What to produce
Each line containing the word "shade" must be copied from the material below.

##########

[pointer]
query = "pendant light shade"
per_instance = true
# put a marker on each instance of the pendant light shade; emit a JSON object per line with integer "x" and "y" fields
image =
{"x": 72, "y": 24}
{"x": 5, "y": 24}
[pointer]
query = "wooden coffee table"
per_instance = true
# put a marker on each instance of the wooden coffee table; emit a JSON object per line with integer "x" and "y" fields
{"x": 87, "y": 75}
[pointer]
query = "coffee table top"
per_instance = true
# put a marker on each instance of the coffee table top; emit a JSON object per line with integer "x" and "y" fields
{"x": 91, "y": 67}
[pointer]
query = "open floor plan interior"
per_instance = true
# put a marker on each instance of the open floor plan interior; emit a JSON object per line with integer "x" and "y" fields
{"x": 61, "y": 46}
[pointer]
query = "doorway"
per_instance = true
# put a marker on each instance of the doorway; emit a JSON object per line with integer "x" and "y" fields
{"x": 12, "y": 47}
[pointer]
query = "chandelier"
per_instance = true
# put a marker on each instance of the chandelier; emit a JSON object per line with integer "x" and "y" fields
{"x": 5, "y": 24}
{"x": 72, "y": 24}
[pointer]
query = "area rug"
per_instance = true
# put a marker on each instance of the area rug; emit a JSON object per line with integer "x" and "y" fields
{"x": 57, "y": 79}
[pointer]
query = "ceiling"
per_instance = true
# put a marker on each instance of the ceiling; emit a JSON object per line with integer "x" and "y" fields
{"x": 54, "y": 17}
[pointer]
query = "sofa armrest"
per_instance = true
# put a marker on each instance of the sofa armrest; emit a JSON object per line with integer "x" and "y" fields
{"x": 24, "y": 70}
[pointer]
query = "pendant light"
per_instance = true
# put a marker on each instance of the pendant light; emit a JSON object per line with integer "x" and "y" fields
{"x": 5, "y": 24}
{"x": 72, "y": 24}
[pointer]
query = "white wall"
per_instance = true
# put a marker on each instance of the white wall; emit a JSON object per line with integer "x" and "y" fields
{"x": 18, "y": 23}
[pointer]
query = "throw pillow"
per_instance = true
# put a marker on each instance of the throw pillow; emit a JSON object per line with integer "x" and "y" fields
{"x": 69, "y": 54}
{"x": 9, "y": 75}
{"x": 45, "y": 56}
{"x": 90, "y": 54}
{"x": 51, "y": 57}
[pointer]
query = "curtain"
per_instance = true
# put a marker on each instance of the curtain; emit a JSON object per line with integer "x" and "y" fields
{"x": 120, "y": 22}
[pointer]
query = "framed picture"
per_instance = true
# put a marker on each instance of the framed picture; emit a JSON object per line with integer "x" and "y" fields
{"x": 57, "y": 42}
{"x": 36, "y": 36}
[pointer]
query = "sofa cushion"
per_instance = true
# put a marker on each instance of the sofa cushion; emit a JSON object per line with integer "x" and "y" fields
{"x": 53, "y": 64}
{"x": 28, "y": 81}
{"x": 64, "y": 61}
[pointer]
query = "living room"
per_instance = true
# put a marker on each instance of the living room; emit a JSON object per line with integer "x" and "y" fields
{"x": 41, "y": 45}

##########

Result for this exercise
query = "pendant light shade"
# put a marker on each instance of the pendant light shade; emit a JSON object per line with integer "x" and "y" fields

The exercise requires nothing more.